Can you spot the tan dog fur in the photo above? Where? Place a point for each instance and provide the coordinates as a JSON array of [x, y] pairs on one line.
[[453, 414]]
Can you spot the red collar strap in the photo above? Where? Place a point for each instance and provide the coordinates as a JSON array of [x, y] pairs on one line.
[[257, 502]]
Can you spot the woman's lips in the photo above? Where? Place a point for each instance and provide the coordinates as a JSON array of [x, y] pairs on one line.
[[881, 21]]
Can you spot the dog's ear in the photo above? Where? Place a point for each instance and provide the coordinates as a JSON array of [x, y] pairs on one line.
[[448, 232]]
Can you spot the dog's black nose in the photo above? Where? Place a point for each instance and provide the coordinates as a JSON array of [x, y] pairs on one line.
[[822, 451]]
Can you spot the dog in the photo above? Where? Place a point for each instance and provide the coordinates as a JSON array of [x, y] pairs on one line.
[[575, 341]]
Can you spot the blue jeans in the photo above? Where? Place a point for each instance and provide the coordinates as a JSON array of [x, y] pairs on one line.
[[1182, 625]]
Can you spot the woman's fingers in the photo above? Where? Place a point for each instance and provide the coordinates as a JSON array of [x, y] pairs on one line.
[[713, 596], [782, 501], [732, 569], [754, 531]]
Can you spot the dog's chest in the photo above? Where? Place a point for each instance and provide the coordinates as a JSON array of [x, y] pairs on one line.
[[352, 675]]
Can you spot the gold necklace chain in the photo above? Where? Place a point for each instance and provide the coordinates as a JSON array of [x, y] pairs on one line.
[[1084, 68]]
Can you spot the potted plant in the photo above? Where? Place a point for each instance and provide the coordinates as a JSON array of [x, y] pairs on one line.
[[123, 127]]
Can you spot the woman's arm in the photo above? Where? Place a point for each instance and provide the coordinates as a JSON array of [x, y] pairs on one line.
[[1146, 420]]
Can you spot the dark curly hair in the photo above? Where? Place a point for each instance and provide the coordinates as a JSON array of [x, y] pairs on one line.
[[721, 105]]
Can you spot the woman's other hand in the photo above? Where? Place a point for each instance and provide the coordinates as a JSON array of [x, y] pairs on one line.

WORK TO COMPLETE:
Retype each of the preceding records exactly as printed.

RESPONSE TO THIS TASK:
Can you spot the tan dog fur in the photo above? Where? Place a point for each instance and provide the coordinates as a JSON array of [x, y] pairs on one line.
[[453, 414]]
Can you spot the red collar strap in the photo above? Where? Place a point for each instance and provide the coordinates as a JSON array of [x, y] pairs on one line.
[[257, 502]]
Can you spot the woman's lips in the photo above? Where? Place a point for each instance and provide the coordinates as a JSON array of [x, y] pairs on one line.
[[881, 21]]
Can you spot the dog's ear in the photo above? Where? Place a point for each instance and provide the coordinates as a JSON array of [x, y] pairs on one line.
[[448, 232]]
Can you spot the dog's black nose in the photo above? Where? Place a point for each instance and provide the coordinates as a JSON array of [x, y] pairs on one line.
[[822, 451]]
Can you spot the dog in the photo above? Where? Place a point for each instance and provide the coordinates as a JSON array of [x, y] pairs on one line.
[[575, 341]]
Can you spot the blue jeans in the photo above? Where? Place a point for each instance and provide the coordinates as a JSON array of [x, y] pairs on one line.
[[1182, 625]]
Can you spot the woman's fingers in the photo above? Where? Place a point for each instance and provide the coordinates as a JSON array of [x, y] pairs on one line.
[[713, 596], [782, 501], [732, 569], [754, 531]]
Can you spot the dog's chest in the photo above? Where? Place a point for each instance and provide the coordinates as a JSON array of [x, y] pairs on one line.
[[352, 675]]
Can you spot the gold necklace chain in the photo above? Where? Place a point for each instance and provide the coordinates as a JSON array of [x, y] pairs on one line.
[[1084, 68]]
Can you spot the potted plant in the photo above? Where? Place a point for each instance and provide the coordinates as a JSON array of [x, y] pairs on one line.
[[123, 127]]
Can you spot the woman's arm in the photo above? Where? Place a point for each instance and provide the coordinates as a JSON array of [x, y] pairs on one line.
[[1146, 420]]
Can you spot the dark curly hair in the photo above? Where? Place a point for each instance and provide the coordinates as a JSON array of [x, y] pairs on one line.
[[721, 105]]
Can you spot the woman's other hand in the photo above? Where? Place a point for each instance and provide the coordinates as a JSON array of [x, y] pairs on one line.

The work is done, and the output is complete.